EXCERPT PROVIDED:

□ □ □

Medically ill patients often have psychiatric illness. Physicians can and should detect and diagnose these illnesses during their standard medical assessment. All that is required is knowledge of key questions to ask patients, awareness of the clinical signs that may be observed, and an appreciation of the value of additional information from relatives, other clinicians, and the medical record.
The aims are to detect and diagnose psychiatric disorders; assess the risk of self-harm or harm to others; establish the need for treatment or referral for a psychiatric opinion; provide the basis for clear and effective communication with a psychiatrist; and to communicate to the patient that you are interested in all aspects of their suffering and thereby establish a clinically effective relationship with them.

https://oxfordmedicine.com/view/10.1093/med/9780198746690.001.0001/med-9780198746690-chapter-620
 
My emphasis :
Medically ill patients often have psychiatric illness. Physicians can and should detect and diagnose these illnesses during their standard medical assessment.

Which one of these sentences is the one we're supposed to assume is the one intended?

1) Physicians can and should detect and diagnose these physical illnesses
2) Physicians can and should detect and diagnose these mental illnesses
 
The whole concept is totally back to front.
Say someone finds a lump. Unsurprisingly they become anxious about it, try to get a doctors appointment and find the first available one is in 3 weeks time. Naturally, they continue to feel more anxious, maybe start to lose sleep, so feel more tired, unable to concentrate etc.

Finally they get to see a doctor who then, after examination of said lump, decides the patient also has anxiety so as well as booking them for a hospital appointment (for which they might have to wait several weeks more) to have the lump checked, refer them for a cbt course; of course I don't think, from what I have read, that it is that straightforward even under IAPT. So now they get even more anxious by people asking them about all sorts of non-related issues that might be 'causing' their anxiety.

How is this helping the patient, and how is it cost efficient?
 
Medically ill patients often have psychiatric illness.
'Often'? Really? Are they sure they didn't mean 'occasionally' but just spelled it wrong :whistle:? But seriously, can they produce actual evidence (real statistics, not something just made up in their own heads) that this is often the case? Nope, didn't think so...
 
Was it an add for Heineken that claimed it was the beer that could reach parts others can't?

Is Michael Sharpe trying to claim psychiatry is the "Heineken" of the medical world?

Unlike Heineken, whose fans presumably like it and derive some satisfaction and pleasure from drinking it, psychiatry seems to satisfy very few of it's patients while it continually advertises for new ones. It certainly doesn't cure many.

Still, I'd be very happy to let Prof Sharpe examine all the patients with haemorrhoids. Perhaps he can fix those?

□ □ □

WHAT THE EXERCISE ASKS: Copy the passage on psychiatric illness in medically ill patients word for word, from "How is this" up to and including "the medical world?".

Referring expression pointing data

□ □ □

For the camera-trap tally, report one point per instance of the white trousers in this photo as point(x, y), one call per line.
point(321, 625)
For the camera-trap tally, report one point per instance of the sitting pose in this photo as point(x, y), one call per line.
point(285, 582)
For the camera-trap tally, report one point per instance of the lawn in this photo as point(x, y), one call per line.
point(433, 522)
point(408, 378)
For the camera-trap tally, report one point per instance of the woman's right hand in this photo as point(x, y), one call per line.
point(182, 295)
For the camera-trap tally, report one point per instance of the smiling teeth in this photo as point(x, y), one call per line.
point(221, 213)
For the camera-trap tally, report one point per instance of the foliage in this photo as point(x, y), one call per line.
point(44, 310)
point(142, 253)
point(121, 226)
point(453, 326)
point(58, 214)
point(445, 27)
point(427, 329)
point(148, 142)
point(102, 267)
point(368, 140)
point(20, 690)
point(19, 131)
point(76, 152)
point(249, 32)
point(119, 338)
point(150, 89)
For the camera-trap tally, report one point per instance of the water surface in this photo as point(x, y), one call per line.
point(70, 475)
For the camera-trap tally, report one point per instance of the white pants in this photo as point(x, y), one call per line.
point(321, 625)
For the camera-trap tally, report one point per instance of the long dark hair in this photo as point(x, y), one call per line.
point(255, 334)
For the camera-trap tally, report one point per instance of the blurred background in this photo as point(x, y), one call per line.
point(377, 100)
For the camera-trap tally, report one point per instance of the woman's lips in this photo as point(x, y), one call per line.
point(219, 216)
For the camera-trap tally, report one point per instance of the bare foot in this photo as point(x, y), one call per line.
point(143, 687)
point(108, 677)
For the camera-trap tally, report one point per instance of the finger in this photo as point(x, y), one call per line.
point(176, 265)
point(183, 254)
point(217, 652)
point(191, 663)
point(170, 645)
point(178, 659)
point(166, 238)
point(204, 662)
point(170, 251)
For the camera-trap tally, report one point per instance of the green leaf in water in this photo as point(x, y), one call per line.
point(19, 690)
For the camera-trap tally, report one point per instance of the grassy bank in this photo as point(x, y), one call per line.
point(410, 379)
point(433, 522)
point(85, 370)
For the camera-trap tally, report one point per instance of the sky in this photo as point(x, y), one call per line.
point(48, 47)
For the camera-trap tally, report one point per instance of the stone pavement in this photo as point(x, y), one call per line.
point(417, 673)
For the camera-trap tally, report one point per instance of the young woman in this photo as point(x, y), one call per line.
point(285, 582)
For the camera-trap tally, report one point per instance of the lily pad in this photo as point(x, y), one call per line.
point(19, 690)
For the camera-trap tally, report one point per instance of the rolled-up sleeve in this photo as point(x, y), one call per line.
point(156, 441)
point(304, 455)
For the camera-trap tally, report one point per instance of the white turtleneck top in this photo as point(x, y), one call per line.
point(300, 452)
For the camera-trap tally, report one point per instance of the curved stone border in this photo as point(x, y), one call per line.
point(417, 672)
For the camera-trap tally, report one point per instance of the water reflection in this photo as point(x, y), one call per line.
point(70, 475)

□ □ □

OUTPUT OF THE TASK:
How is this helping the patient, and how is it cost efficient?
 
Medically ill patients often have psychiatric illness.
'Often'? Really? Are they sure they didn't mean 'occasionally' but just spelled it wrong :whistle:? But seriously, can they produce actual evidence (real statistics, not something just made up in their own heads) that this is often the case? Nope, didn't think so...
 
Was it an add for Heineken that claimed it was the beer that could reach parts others can't?

Is Michael Sharpe trying to claim psychiatry is the "Heineken" of the medical world?